*Written tasks*
(1) In the text on Okteto external resources, which three sections of the Okteto manifest need to be configured to use external resources?
(2) Summarize the text on Okteto external resources in two sentences.
--- BEGIN Provided text ---
The External Resources feature in Okteto is a powerful mechanism that enables you to manage the lifecycle of external resources as part of your Okteto development environment. This means you can define the external resources that comprise your application, include those resources in Okteto's garbage collection process, and even destroy those resources when you finish working with your development environment.

Here are just a few examples of external resources you can use with Okteto:

  • A markdown file (e.g. README, API Documentation)
  • MongoDB Atlas Instance
  • LaunchDarkly environments
  • Amazon SQS queues
  • Amazon S3 buckets
  • Amazon RDS databases
  • AWS Lambda Functions
  • GCP Cloud Storage
  • GCP Cloud Functions
  • GCP BigQuery
  • Backstage
  • Atlassian Confluence Documents

This is not an exhaustive list and only demonstrates the flexibility of this feature. You can include anything as an external resource. You no longer need to use different tools to work on your application in Okteto and you won't need to worry about rogue external resources continuing to run once you are done with your work.

When you configure External Resources in Okteto you can see those resources within the Okteto UI, can click to go directly to those resources in their respective platform, and include them in your Okteto deploy and destroy configurations.

Overview

When you configure the external section in your Okteto manifest, keep in mind the following:

  • You can create a container image that includes any external tools (to Okteto) that you need in order to provision or access your external resources.
  • This container image can be included in your Okteto manifest's deploy and destroy sections
  • External resources are destroyed when your Okteto namespace is deleted
  • External resources are covered by Okteto's garbage collection process

Configuring external resources

Using external resources with Okteto requires configuring three areas of your Okteto manifest:

  1. The deploy section to provision your external resources (e.g. call the AWS API to create an s3 bucket)
  2. The destroy section to ensure the external resource is destroyed (as appropriate) when your development environment is destroyed
  3. The external section to populate the Okteto UI and link to the external resource

You can leverage Okteto Variables to pre-define access keys, credentials, etc, for these external resources and refer to such variables in your Okteto manifest using the $SOME_VAR syntax.

info

Note for Admins: We strongly recommend configuring external resource variables in Variables in the Admin dashboard to centralize and manage them securely.

Configuring the deploy section

When you use an external resource with Okteto it needs to be provisioned like any other resource. If we use the example above of creating an AWS S3 bucket, we could add the following to our Okteto manifest in the deploy section:

deploy:
image: okteto/pipeline-runner:1.0.0-sam
commands:
- name: Create an AWS S3 bucket
command: |
sh s3/deploy.sh

In this example we're using a script that contains all of the instructions to do the provisioning work and executing that script in this particular stage of the Okteto deploy section.

tip

You can also use the OKTETO_BUILD_XXX_IMAGE ENV VAR in the deploy section to refer to specific container images.
--- END Provided text ---
--- BEGIN Excerpted records ---
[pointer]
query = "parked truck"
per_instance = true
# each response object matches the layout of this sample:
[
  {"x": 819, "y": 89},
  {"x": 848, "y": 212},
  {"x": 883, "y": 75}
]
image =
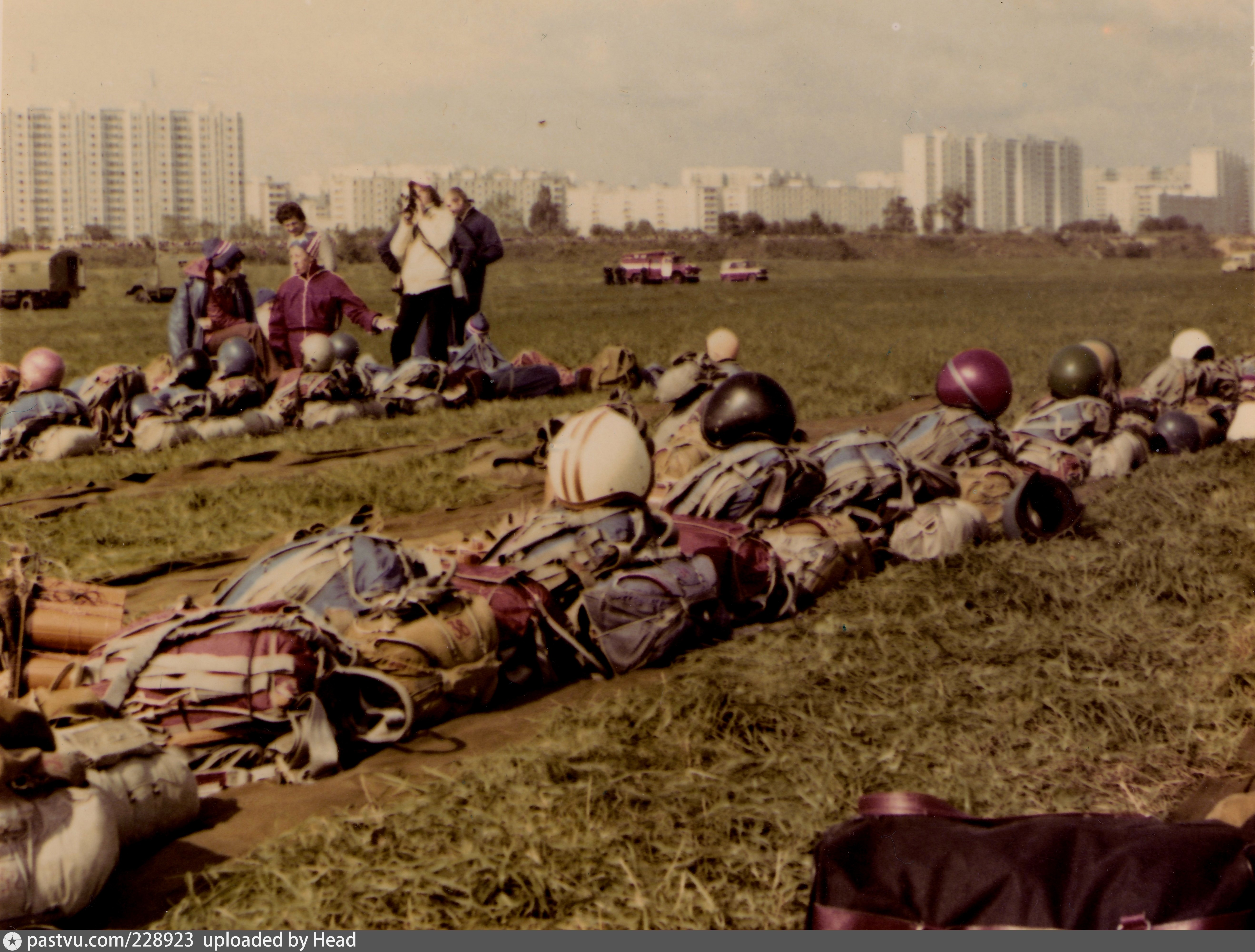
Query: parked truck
[
  {"x": 41, "y": 279},
  {"x": 652, "y": 268},
  {"x": 164, "y": 279}
]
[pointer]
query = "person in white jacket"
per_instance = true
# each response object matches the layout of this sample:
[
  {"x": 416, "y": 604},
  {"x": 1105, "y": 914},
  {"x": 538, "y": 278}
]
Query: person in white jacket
[{"x": 422, "y": 246}]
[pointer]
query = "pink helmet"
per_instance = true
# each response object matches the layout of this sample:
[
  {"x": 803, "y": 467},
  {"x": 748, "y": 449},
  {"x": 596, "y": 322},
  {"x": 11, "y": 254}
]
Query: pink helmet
[
  {"x": 9, "y": 379},
  {"x": 42, "y": 369},
  {"x": 977, "y": 379}
]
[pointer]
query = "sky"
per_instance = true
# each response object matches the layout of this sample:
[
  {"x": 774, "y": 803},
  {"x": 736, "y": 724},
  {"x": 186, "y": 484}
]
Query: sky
[{"x": 633, "y": 91}]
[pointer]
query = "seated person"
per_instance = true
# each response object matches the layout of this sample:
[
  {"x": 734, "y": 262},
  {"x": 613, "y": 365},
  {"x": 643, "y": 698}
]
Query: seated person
[
  {"x": 314, "y": 302},
  {"x": 214, "y": 304},
  {"x": 506, "y": 379}
]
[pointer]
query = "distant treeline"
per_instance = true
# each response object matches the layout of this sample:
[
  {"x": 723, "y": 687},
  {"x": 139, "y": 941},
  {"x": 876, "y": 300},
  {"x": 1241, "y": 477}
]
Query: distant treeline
[{"x": 359, "y": 248}]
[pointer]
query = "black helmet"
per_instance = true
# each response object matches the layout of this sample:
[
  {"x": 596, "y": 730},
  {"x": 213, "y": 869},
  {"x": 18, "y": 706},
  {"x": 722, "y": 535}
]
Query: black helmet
[
  {"x": 1041, "y": 508},
  {"x": 142, "y": 404},
  {"x": 236, "y": 358},
  {"x": 748, "y": 407},
  {"x": 1176, "y": 432},
  {"x": 344, "y": 347},
  {"x": 1075, "y": 372},
  {"x": 192, "y": 369}
]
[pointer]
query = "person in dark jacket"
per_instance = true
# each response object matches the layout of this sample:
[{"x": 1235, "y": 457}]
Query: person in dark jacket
[
  {"x": 213, "y": 304},
  {"x": 477, "y": 248}
]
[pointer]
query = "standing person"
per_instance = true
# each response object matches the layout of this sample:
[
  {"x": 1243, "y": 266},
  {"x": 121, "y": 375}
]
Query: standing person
[
  {"x": 292, "y": 218},
  {"x": 421, "y": 246},
  {"x": 214, "y": 304},
  {"x": 480, "y": 248},
  {"x": 314, "y": 302}
]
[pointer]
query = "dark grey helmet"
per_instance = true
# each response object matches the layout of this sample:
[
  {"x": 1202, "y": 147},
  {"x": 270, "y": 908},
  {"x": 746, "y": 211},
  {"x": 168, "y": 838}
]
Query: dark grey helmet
[
  {"x": 145, "y": 404},
  {"x": 344, "y": 347},
  {"x": 192, "y": 369},
  {"x": 236, "y": 358},
  {"x": 1176, "y": 432},
  {"x": 748, "y": 407}
]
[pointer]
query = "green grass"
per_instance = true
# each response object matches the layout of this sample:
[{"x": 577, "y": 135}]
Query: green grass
[{"x": 1102, "y": 673}]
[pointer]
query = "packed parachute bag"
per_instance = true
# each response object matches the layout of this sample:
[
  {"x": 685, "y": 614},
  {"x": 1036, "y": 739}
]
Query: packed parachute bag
[
  {"x": 46, "y": 422},
  {"x": 753, "y": 483},
  {"x": 154, "y": 427},
  {"x": 615, "y": 367},
  {"x": 67, "y": 807},
  {"x": 753, "y": 581},
  {"x": 1060, "y": 433},
  {"x": 270, "y": 688},
  {"x": 147, "y": 783},
  {"x": 914, "y": 862},
  {"x": 396, "y": 606},
  {"x": 107, "y": 394},
  {"x": 976, "y": 389},
  {"x": 412, "y": 387},
  {"x": 866, "y": 477},
  {"x": 536, "y": 644},
  {"x": 820, "y": 552},
  {"x": 989, "y": 487},
  {"x": 235, "y": 384},
  {"x": 939, "y": 529}
]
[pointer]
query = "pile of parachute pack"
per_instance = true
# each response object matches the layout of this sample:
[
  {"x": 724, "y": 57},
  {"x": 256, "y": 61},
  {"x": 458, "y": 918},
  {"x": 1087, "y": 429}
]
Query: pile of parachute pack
[
  {"x": 201, "y": 398},
  {"x": 344, "y": 639}
]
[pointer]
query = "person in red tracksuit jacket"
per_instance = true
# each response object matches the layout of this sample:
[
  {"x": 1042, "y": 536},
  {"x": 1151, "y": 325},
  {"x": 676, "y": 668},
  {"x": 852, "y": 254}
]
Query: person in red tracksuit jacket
[{"x": 314, "y": 302}]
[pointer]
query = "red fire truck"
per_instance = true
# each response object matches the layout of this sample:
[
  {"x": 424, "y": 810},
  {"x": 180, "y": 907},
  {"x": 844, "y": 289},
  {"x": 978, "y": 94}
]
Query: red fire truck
[{"x": 652, "y": 268}]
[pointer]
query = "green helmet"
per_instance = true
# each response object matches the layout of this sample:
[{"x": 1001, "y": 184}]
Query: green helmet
[{"x": 1075, "y": 372}]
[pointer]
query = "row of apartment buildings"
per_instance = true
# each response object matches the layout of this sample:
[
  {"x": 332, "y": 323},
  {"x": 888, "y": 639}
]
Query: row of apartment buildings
[
  {"x": 1213, "y": 190},
  {"x": 135, "y": 170},
  {"x": 1012, "y": 184}
]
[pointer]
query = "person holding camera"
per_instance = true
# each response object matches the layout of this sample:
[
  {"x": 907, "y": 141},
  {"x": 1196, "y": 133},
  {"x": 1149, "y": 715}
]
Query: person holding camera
[{"x": 421, "y": 246}]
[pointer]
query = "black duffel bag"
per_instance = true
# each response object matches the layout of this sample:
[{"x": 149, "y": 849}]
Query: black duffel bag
[{"x": 914, "y": 862}]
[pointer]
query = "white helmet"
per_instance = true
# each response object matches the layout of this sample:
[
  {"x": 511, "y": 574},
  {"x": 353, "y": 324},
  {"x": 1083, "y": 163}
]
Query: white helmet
[
  {"x": 317, "y": 354},
  {"x": 1188, "y": 344},
  {"x": 599, "y": 454},
  {"x": 722, "y": 345},
  {"x": 1243, "y": 427}
]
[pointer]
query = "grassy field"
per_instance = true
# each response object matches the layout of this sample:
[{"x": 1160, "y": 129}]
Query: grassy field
[{"x": 1101, "y": 672}]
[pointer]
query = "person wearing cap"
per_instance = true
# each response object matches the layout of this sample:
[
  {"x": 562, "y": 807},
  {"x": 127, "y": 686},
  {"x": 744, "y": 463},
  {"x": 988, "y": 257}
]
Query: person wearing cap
[
  {"x": 213, "y": 304},
  {"x": 292, "y": 218},
  {"x": 314, "y": 302},
  {"x": 422, "y": 248},
  {"x": 479, "y": 246},
  {"x": 263, "y": 300}
]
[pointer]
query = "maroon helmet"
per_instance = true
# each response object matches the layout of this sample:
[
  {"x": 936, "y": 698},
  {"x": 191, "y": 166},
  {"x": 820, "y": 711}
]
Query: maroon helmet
[{"x": 977, "y": 379}]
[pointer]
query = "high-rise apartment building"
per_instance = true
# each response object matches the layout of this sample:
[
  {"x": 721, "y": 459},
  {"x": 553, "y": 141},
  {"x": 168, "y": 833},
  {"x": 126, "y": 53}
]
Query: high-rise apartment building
[
  {"x": 1213, "y": 191},
  {"x": 135, "y": 171},
  {"x": 1011, "y": 184},
  {"x": 367, "y": 197}
]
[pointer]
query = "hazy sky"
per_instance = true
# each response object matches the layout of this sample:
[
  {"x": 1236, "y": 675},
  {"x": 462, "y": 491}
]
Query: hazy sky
[{"x": 634, "y": 90}]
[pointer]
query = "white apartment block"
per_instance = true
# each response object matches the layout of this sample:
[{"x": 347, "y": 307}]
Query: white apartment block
[
  {"x": 261, "y": 201},
  {"x": 1012, "y": 184},
  {"x": 1213, "y": 191},
  {"x": 130, "y": 170},
  {"x": 371, "y": 197}
]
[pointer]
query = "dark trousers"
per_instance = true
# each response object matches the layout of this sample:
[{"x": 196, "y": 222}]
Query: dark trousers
[
  {"x": 467, "y": 308},
  {"x": 426, "y": 327}
]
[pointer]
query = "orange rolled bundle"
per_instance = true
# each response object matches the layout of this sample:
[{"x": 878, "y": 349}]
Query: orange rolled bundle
[
  {"x": 47, "y": 669},
  {"x": 73, "y": 616}
]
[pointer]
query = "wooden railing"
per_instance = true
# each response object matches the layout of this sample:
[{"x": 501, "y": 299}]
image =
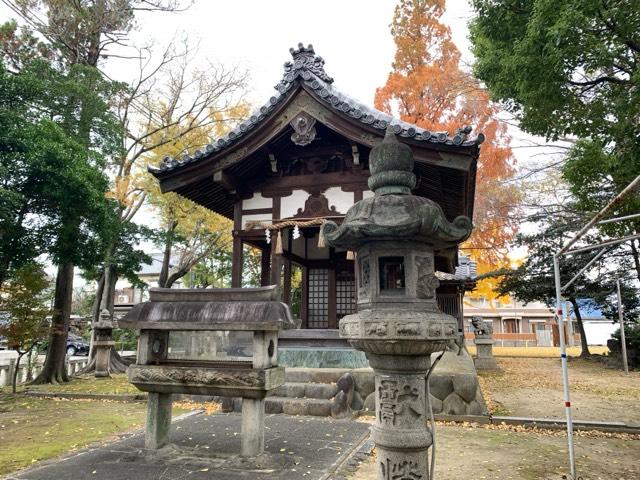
--- END Excerpted records ---
*The solutions*
(1) The deploy, destroy, and external sections.

(2) Okteto's External Resources feature lets you manage the lifecycle of external resources as part of your development environment, including them in garbage collection and destroying them when you finish. Setting it up means configuring the deploy section to provision the resources, the destroy section to remove them, and the external section to show them in the Okteto UI and link to them.